*Directive 1*.
Pull out each row that contains the string "green". Count a match only when the case is the same.

*Given passage*.
· · ·
Two months ago I wrote a post titled Descriptive Data which described the chess goals survey statistics. One of the points mentioned in that post was that younger players tend to improve more quickly. It seems discouraging for adults who are looking to quickly make gains.
I created a boxplot of the annual rating gains in each age category among chessgoals.com survey takers. Here’s my two sentence summary on what a boxplot is:
- The middle horizontal line in each box is the median of the group
- The top and bottom of the box represent the top and bottom quartiles of the data
Average Rating Gain By Age
The data is sparse in the <10 and 60+ age groups, so let’s focus on the 10-59 age range. There is a downward trend that shows, on average, the older players improve less quickly than the younger players.
But…. there is more to it than that! An even stronger predictor of yearly rating gain is initial rating. Here’s a boxplot showing the initial ratings of each of the age categories.
Initial Rating by Age
Again, ignoring the <10 and 60+ categories, there appears to be a very slight upward trend in start rating as age increases. To those of you who read the descriptive data post, I know what you’re thinking. “Matt, don’t we need to know how many hours these players spend on chess?”
· · ·
*Directive 2*.
List every age group or age range that the chess survey post names.

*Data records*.
· · ·
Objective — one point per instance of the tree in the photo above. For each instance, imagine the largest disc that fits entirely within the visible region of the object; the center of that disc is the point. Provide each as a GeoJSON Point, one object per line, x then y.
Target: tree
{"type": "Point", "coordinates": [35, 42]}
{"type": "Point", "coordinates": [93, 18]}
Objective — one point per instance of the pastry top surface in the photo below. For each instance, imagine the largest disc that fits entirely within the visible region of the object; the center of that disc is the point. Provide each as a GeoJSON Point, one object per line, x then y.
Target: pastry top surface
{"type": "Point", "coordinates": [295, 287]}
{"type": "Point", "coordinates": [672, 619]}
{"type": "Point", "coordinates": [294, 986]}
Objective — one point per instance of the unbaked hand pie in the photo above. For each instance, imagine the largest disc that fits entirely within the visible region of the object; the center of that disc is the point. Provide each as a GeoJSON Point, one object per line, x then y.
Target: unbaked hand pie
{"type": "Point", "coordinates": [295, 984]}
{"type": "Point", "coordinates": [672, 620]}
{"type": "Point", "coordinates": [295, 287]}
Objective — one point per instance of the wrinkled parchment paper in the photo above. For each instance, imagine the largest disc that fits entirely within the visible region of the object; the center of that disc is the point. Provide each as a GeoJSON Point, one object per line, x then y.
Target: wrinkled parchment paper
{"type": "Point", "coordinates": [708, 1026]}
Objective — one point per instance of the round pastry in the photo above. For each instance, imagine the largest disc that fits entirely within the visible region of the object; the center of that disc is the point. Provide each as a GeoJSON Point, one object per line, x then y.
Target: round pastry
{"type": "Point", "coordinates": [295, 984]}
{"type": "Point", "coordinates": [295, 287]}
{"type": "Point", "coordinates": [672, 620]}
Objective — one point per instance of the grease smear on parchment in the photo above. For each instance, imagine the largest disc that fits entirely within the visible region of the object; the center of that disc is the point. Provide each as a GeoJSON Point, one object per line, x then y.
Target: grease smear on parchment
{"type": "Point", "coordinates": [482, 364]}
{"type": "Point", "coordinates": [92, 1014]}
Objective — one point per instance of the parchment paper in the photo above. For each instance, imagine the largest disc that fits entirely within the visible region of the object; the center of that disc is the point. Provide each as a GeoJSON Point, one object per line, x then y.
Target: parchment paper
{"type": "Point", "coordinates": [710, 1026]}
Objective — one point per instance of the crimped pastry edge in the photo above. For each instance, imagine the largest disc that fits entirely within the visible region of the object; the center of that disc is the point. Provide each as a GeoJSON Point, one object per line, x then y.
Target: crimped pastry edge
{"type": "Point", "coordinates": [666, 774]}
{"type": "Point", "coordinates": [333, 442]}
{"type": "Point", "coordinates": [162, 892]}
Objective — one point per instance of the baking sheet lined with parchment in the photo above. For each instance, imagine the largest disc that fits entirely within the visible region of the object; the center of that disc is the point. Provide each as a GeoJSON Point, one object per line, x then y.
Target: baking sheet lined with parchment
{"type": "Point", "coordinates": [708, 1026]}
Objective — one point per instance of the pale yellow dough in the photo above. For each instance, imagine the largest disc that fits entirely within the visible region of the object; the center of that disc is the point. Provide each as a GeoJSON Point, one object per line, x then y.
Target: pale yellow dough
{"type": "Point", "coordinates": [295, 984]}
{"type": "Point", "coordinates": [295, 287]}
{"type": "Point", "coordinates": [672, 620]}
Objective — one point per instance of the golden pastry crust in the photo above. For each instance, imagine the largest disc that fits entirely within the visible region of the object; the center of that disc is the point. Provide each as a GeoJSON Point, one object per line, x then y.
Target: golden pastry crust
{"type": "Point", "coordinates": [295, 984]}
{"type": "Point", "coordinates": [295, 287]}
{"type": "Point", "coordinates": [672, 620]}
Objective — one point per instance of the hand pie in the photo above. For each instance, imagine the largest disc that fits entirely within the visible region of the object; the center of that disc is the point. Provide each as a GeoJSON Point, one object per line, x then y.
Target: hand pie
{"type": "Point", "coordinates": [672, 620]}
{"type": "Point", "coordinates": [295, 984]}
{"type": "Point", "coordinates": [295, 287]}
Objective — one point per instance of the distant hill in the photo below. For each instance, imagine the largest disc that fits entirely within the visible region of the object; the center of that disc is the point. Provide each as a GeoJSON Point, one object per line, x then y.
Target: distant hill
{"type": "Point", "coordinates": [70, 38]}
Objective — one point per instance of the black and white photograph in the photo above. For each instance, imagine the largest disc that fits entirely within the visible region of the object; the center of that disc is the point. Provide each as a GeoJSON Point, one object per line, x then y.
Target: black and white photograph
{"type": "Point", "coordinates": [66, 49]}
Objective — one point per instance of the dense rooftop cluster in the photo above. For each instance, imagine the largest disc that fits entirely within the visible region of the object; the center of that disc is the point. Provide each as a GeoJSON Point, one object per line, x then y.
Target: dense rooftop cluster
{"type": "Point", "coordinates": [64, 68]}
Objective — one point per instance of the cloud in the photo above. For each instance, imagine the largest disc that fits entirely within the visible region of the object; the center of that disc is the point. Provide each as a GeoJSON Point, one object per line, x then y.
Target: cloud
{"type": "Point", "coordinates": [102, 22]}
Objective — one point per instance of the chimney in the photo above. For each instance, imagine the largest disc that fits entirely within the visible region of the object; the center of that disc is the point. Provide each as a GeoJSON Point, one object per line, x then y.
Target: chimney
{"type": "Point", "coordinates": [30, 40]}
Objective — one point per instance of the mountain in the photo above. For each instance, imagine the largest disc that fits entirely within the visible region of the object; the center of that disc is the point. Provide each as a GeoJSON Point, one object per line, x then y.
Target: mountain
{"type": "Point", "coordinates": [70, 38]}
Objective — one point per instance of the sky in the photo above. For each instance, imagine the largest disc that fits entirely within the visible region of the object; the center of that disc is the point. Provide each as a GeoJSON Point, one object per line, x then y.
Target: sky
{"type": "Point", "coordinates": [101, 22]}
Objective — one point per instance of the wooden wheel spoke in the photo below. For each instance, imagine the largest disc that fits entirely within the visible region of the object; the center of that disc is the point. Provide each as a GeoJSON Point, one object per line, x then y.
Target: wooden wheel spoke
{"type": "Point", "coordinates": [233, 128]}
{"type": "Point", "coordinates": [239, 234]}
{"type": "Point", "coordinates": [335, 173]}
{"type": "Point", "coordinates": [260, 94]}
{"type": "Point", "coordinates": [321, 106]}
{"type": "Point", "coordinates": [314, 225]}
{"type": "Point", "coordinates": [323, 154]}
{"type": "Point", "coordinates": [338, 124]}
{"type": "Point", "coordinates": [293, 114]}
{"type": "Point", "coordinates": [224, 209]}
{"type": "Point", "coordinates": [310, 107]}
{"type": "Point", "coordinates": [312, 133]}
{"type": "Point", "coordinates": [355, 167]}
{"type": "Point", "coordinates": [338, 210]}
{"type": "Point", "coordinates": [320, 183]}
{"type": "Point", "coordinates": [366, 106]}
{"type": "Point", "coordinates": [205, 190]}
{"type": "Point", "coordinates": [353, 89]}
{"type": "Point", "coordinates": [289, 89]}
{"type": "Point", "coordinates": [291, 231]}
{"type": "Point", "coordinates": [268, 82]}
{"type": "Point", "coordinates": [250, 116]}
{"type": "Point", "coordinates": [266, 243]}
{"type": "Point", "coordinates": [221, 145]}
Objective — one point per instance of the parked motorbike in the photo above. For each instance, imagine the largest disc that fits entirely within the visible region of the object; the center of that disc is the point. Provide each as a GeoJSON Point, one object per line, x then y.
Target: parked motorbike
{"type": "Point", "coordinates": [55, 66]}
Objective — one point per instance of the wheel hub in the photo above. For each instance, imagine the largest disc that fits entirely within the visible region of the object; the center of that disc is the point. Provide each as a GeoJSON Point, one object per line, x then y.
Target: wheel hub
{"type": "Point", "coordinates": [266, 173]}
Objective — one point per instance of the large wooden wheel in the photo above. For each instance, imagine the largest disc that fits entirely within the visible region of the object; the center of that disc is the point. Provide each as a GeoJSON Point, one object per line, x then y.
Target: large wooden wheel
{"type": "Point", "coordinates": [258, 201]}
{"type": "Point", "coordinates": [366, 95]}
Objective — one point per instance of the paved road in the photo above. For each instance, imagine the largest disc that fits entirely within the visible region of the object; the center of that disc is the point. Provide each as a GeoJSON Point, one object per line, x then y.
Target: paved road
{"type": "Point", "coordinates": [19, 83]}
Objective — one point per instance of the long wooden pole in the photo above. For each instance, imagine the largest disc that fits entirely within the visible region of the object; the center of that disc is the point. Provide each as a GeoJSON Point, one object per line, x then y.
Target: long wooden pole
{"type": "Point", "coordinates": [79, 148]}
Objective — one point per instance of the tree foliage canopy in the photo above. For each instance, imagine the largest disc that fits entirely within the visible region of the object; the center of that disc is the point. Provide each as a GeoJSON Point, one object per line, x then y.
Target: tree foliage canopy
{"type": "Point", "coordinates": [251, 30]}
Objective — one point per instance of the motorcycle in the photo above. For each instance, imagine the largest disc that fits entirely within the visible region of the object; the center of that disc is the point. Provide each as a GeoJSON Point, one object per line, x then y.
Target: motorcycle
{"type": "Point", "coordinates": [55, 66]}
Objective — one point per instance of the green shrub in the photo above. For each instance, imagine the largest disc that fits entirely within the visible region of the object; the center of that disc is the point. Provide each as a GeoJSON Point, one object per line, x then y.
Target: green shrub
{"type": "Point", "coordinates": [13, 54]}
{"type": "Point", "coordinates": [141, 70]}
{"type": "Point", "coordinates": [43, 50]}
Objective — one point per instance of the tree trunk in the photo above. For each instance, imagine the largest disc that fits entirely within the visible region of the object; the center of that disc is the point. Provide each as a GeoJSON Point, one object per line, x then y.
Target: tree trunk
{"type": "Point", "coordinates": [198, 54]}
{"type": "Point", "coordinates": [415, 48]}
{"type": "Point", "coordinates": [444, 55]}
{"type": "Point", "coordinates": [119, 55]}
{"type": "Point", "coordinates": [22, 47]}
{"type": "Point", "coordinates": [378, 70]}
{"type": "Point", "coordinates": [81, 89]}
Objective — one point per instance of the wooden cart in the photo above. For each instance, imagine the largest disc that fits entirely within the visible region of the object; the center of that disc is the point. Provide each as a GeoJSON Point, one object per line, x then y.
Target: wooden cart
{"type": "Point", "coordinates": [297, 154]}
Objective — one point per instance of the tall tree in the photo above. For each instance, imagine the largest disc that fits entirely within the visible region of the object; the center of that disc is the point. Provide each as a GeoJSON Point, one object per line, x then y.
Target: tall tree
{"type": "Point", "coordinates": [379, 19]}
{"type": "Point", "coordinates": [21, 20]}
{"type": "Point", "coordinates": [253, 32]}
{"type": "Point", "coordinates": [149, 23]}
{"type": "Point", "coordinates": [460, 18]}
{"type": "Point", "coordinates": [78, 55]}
· · ·
*Written solution 1*.
Objective — one point per instance of the green shrub in the photo above. For each instance, imagine the largest disc that fits entirely within the visible region of the object; the center of that disc is the point. Provide each as a GeoJSON Point, one object per line, x then y.
Target: green shrub

*Written solution 2*.
<10
60+
10-59